→ **Exercise**:
Exactly the lines from the one that holds "Query: cobblestone border" to the end of the data below: retype these and nothing else.

→ **Available data**:
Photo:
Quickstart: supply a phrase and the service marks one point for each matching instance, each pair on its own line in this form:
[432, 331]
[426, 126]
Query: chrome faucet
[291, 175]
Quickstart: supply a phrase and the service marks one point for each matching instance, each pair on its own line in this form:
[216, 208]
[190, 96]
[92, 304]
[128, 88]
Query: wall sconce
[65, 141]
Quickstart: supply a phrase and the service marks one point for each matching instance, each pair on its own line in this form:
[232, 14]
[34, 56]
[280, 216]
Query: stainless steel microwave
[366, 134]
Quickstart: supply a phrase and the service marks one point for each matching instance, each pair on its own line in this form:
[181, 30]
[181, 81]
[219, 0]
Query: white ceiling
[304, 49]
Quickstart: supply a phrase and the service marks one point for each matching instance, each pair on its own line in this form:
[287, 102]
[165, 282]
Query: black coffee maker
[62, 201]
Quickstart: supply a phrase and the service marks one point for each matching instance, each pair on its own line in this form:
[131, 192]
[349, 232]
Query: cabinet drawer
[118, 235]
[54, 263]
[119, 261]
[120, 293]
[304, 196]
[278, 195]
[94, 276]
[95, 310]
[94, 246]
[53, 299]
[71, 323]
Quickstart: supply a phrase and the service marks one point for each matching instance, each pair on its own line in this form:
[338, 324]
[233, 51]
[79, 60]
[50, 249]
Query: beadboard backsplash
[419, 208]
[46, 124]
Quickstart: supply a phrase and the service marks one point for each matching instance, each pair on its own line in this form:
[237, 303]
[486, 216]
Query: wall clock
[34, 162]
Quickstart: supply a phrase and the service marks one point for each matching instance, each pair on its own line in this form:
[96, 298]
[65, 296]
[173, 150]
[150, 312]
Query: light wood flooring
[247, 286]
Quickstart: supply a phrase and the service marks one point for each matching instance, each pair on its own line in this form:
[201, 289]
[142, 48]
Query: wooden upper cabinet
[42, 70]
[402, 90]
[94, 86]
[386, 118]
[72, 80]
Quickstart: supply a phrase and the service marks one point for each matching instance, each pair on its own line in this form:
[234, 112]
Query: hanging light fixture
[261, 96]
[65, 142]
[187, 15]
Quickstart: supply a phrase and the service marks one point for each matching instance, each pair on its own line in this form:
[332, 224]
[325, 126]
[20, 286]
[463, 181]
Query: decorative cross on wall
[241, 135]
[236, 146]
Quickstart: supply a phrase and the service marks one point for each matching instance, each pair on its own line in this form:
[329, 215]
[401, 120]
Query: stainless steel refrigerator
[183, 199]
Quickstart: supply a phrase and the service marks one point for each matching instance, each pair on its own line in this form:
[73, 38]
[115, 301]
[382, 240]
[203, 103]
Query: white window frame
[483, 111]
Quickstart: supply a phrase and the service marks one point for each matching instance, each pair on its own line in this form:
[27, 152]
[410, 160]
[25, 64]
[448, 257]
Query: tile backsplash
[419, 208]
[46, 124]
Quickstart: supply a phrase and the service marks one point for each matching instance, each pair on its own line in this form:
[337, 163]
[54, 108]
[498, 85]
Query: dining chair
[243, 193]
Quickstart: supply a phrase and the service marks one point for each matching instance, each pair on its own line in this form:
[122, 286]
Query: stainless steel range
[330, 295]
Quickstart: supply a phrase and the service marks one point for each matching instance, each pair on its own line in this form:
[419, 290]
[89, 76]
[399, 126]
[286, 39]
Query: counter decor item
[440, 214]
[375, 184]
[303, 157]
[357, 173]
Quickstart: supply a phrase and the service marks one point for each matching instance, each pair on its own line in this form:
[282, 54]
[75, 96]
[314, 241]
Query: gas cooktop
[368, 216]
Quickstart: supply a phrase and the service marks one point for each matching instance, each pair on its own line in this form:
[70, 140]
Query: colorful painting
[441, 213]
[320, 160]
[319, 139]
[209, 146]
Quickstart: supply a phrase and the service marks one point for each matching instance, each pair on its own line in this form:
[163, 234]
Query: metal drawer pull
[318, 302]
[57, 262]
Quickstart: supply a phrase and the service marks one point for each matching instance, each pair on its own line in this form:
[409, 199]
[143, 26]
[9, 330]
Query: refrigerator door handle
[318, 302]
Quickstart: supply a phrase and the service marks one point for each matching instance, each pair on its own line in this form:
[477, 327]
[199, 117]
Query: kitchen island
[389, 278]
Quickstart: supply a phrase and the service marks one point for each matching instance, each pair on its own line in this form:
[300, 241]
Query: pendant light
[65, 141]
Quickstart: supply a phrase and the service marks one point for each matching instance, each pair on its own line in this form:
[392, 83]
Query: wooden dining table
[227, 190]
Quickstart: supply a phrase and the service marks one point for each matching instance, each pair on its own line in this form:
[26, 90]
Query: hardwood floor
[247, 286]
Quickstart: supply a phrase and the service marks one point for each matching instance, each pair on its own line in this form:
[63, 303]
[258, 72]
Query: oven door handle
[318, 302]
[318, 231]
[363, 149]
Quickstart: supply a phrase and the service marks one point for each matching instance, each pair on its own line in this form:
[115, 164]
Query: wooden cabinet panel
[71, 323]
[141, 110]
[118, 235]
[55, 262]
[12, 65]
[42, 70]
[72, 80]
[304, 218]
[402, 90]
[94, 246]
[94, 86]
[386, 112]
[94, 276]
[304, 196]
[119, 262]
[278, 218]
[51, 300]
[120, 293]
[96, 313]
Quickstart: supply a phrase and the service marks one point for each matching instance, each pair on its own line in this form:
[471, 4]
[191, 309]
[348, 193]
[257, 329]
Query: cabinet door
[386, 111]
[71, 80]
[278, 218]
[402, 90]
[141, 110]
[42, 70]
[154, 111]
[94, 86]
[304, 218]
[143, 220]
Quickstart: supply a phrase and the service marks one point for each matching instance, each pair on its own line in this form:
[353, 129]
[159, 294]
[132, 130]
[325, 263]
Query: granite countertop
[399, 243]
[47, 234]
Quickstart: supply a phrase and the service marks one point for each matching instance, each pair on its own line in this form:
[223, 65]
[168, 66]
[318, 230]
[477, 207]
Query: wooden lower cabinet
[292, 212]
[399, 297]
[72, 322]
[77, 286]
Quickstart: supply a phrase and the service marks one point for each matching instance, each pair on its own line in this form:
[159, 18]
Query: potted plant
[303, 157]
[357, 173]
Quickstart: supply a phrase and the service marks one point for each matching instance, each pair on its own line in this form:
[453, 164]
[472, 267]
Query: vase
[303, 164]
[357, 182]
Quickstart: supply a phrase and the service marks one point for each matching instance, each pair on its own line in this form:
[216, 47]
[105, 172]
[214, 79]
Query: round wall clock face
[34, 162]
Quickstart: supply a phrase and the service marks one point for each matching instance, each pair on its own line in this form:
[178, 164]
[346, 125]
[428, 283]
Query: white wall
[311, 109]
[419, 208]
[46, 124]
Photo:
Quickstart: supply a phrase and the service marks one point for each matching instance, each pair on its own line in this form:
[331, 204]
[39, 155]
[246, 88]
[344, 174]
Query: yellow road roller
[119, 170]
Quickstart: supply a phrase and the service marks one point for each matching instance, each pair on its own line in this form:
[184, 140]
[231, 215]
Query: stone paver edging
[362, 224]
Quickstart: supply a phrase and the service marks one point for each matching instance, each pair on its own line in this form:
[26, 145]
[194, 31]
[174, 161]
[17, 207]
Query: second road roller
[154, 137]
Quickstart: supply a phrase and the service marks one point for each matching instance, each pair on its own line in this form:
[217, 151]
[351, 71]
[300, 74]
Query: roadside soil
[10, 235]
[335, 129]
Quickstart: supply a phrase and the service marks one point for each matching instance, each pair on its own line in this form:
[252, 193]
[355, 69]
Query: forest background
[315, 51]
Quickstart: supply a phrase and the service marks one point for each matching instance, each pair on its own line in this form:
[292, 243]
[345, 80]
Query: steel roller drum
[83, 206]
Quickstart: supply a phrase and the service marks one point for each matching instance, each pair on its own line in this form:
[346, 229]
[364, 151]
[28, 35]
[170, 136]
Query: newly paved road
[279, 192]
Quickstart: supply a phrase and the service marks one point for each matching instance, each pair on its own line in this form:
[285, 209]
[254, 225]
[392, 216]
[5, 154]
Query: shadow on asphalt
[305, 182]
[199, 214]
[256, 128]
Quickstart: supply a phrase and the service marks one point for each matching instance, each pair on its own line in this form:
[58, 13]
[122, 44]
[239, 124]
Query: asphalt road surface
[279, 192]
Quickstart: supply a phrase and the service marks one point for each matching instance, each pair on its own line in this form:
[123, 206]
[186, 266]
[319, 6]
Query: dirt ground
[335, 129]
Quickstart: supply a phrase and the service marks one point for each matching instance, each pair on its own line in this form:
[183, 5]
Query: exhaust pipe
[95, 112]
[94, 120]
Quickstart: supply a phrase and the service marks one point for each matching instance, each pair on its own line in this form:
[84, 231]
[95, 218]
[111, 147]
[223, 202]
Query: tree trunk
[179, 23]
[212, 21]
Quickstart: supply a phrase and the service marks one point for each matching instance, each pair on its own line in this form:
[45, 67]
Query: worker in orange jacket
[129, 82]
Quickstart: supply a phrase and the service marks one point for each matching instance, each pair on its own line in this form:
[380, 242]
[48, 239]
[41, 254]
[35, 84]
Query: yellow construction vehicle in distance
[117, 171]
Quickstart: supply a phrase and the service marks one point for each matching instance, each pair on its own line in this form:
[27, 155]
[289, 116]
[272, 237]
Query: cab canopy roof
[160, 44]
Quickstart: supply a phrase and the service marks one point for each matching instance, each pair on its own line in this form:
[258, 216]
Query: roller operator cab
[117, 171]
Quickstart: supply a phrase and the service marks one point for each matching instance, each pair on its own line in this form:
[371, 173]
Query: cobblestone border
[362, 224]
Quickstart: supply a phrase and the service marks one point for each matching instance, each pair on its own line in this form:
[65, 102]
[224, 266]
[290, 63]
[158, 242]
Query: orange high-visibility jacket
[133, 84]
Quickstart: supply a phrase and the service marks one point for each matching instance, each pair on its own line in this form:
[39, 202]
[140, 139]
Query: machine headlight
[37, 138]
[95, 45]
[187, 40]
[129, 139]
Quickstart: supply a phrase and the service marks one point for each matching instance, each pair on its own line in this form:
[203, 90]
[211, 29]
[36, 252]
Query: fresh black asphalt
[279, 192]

→ **Your solution**:
Query: cobblestone border
[362, 224]
Quickstart: supply a phrase and the service marks one point for each matching instance, each pair on its own line in this form:
[65, 102]
[224, 266]
[290, 63]
[158, 242]
Query: orange high-visibility jacket
[133, 84]
Quickstart: supply a phrase and the service marks one point for each matching instance, each pair on its own line in this form:
[39, 202]
[140, 139]
Query: machine headlight
[37, 138]
[95, 45]
[187, 40]
[129, 139]
Quickstart: supply a phrase and the service marks one point for each matching instance, each pair on its own line in this form:
[203, 90]
[211, 29]
[36, 252]
Query: fresh black asphalt
[279, 192]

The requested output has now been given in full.